Sejauh ini, pemerintah belum mampu mengendalikan lonjakan
harga kebutuhan pokok, terutama pangan. Padahal, harga pangan yang tinggi,
sangat memukul perekonomian masyarakat. Akibatnya, langkah pemerintah
menurunkan harga BBM seolah tidak ada pengaruhnya sama sekali.
“Penurunan harga BBM, yang secara teori akan mengurangi
biaya logistik sehingga akan menurunkan harga jual, ternyata belum sepenuhnya
berjalan. Pemerintah tidak boleh menutup mata terhadap kenyataan ini, dan hanya
menunggu waktu harga turun sesuai dengan mekanisme pasar,” ujarnya.
---
* **Ketentuan 1**
Tentukan apakah setiap pernyataan berikut sesuai dengan kutipan teks tentang harga pangan dan BBM di atas. Jawab ya atau tidak, lalu sertakan kata-kata penentunya dari kutipan teks. (a) Pemerintah sudah mampu mengendalikan lonjakan harga pangan. (b) Harga pangan yang tinggi sangat memukul perekonomian masyarakat. (c) Secara teori, penurunan harga BBM akan mengurangi biaya logistik.
* **Ketentuan 2**
Menurut kutipan teks tentang harga pangan dan BBM di atas, langkah pemerintah apa yang seolah tidak ada pengaruhnya sama sekali?
* **Ketentuan 3**
Tolong lanjutkan kutipan teks tentang harga pangan dan BBM di atas, mulai setelah kalimat terakhirnya.

* **Bahan yang Disediakan**
---
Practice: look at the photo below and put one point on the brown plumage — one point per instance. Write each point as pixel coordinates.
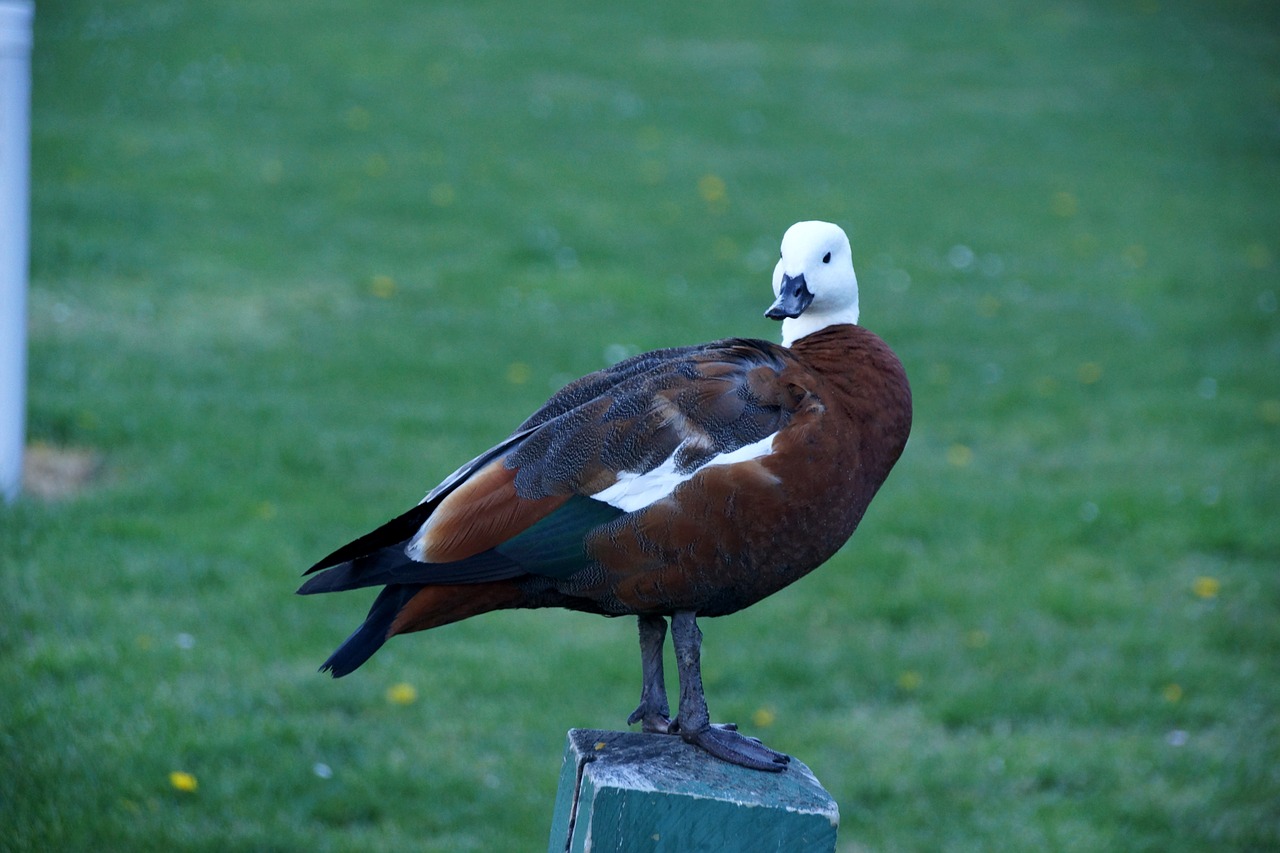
(682, 483)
---
* **Jawaban Tertulis 1**
(a) Tidak: "Sejauh ini, pemerintah belum mampu mengendalikan lonjakan harga kebutuhan pokok, terutama pangan."
(b) Ya: "harga pangan yang tinggi, sangat memukul perekonomian masyarakat."
(c) Ya: "Penurunan harga BBM, yang secara teori akan mengurangi biaya logistik sehingga akan menurunkan harga jual"

* **Jawaban Tertulis 2**
Langkah pemerintah menurunkan harga BBM.

* **Jawaban Tertulis 3**
Harus ada intervensi yang nyata, baik dari sisi distribusi
maupun dengan menggelar operasi pasar. Hal ini penting dilakukan untuk mengirim
pesan yang tegas kepada para spekulan agar tidak mempermainkan harga kebutuhan
pokok demi keuntungan mereka. Jika persoalan harga pangan ini tidak segera
diatasi, langkah pemerintah menurunkan harga BBM tidak akan berdampak banyak
terhadap perekonomian masyarakat. Pemerintah wajib hadir mengurangi beban
ekonomi rakyat, terutama mereka yang miskin.(*/lee)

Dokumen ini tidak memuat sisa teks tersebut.